Rusya’nın uzun kolu ve bilginin silahlaştırılması

Kaç yıldır Erdoğan’ın ve Türkiye’nin uzun kolunun Avrupa ülkelerine uzandığı yazılır, söylenir ve iddia edilir. Bu iddialar, özellikle 15 Temmuz kanlı ve alçak darbesinden sonra daha da artarak devam etti. Avrupa’da yaşayan Türkler bu tür yazılara, televizyon programlarına ve sosyal medyadaki haberlere o kadar aşina olduk ki, şu günlerde ‘Rusya’nın uzun kolunun Avrupa’da’ olması iddialarına şaşırmadık. Son günlerde gündemde olan haberler örneğin Rusya’nın Hollanda’yı gözetlediği, İngiltere’yi karıştırmak istediği yönünde. Kaldıki, başkan Trump’un Rusya Devlet Başkanı Vladimir Putin’in adamı olduğu iddialları zaten bilinenler arasında.

Peki Rus’ya yani Vneshnei Razvedki (Yabancı İstihbarat Servisi) olan SVR gerçekten Avrupa ülkelerini dinleyip, gözetleyip, halkı yönlendirmek mi istiyor? Bu yönde geçen hafta iki açıklama geldi. Bunlardan ilki çiçeği burnunda Hollanda İçişleri Bakanı Kajsa Ollongren oldu. Bakan Ollongren Hollanda’nın Rus istihbarat servisleri tarafından gözetlendiğini söyledi. Bakan, bu bilgiyi yaptığı yazılı açıklamada ifade etti. Bilgi ise Hollanda Genel İstihbarat ve Güvenlik Servisinin (AIVD) yaptığı araştırmalar sonucunda ortaya çıkmıştı. Buna göre Hollanda’da organize bir şekilde Rus istihbarat elemanları bulunuyor. Elemanlar toplumun çeşitli kesimlerinden Rusya’nın çıkarına yönelik bilgi topluyor. Elemanlar sadece bilgi toplamakla kalmayıp aynı zamanda, Hollanda halkını yalan haber ve yanlış bilgiyle etkilemek için dijital araçları da kullanıyormış. Örneğin bu etkilemenin en somut örneği, üç yıl önce Ukrayna hava sahasında yol alırken Ukrayna-Rusya sınırına 40 kilometre mesafede düşürülen MH17 sefer sayılı Malezya havayollarının uçağı ilgili yanlış bilgiler verilmesiydi. Çok ilginçtir, geçen hafta MH17 sefer sayılı uçak faciası olayındaki gelişmelere, hükümet ortağı Hristiyan Demokrat Parti (CDA) milletvekili Pieter Omtzigt’in adı da karıştı.

● ● ● ● ● ● ●

Yapılacak işler —
(a) Rus istihbaratıyla ilgili yazının "Rusya’nın uzun kolu ve" ile başlayıp "zaten bilinenler arasında." ile biten bölümünün tamamını, "televizyon programlarına" yerine "televizyon yayınlarına" koyarak yeniden yazın.
(b) Rus istihbaratıyla ilgili yazıyı son cümlesinden sonra gelecek bölümle sürdürün.

Kayıtlı veriler —

● ● ● ● ● ● ●

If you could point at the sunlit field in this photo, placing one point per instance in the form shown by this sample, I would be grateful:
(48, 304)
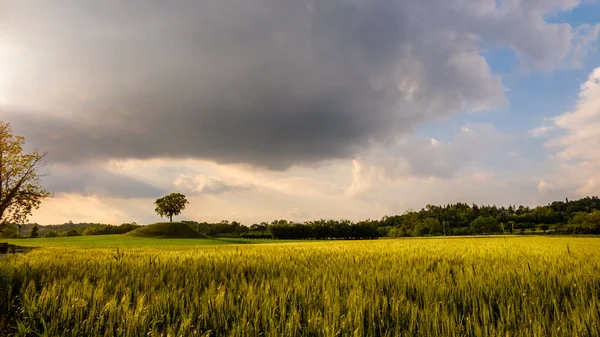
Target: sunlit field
(532, 286)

● ● ● ● ● ● ●

Görev sonuçları —
(a)
Rusya’nın uzun kolu ve bilginin silahlaştırılması

Kaç yıldır Erdoğan’ın ve Türkiye’nin uzun kolunun Avrupa ülkelerine uzandığı yazılır, söylenir ve iddia edilir. Bu iddialar, özellikle 15 Temmuz kanlı ve alçak darbesinden sonra daha da artarak devam etti. Avrupa’da yaşayan Türkler bu tür yazılara, televizyon yayınlarına ve sosyal medyadaki haberlere o kadar aşina olduk ki, şu günlerde ‘Rusya’nın uzun kolunun Avrupa’da’ olması iddialarına şaşırmadık. Son günlerde gündemde olan haberler örneğin Rusya’nın Hollanda’yı gözetlediği, İngiltere’yi karıştırmak istediği yönünde. Kaldıki, başkan Trump’un Rusya Devlet Başkanı Vladimir Putin’in adamı olduğu iddialları zaten bilinenler arasında.

(b)
Rusya’nın Avrupaki uzun kolu ile ilgili bir başka açıklamada İngiltere Başbakanı Theresa May’dan geldi. May çok sert bir çıkış yaptı. May “Hepimizin dayandığı uluslararası düzeni tehdit eden, Rusya’nın eylemleridir” dedi. Başbakan May geçen hafta Londra Finans Merkezinin yıllık geleneksel yemeğinde yaptığı konuşmada Rusya’nın Batı’da karışıklık yaratmak için “bilgiyi silahlaştırdığını” öne sürdü. May şunları söyledi: “Rusya’ya basit bir mesajım var. Ne yaptığını biliyoruz ve başaramayacaksın çünkü demokrasilerimizin direncini, açık ve özgür toplumların kalıcı cazibesini ve Batılı milletlerin bizi birleştiren ittifaklara bağlılığını hafife alıyorsun. Rusya, bilgiyi silahlaştırmaya çalışıyor. Rusya, devlet medyası eli ile Batıda karışıklık yaratmak ve kurumlarımızın altını oymak için yalan haberler yapıyor ve fotoshoplanmış fotoğraflar kullanıyor.” Kaldıki, Rusya Devlet Başkanı Vladimir Putin’in Hukuk Fakültesinden mezun olduktan sonra iki yıl süreyle KGB’nin Almanya’daki ofisinde çalışmış olması Putin’in bu işlere yabancı olmadığını gösterir.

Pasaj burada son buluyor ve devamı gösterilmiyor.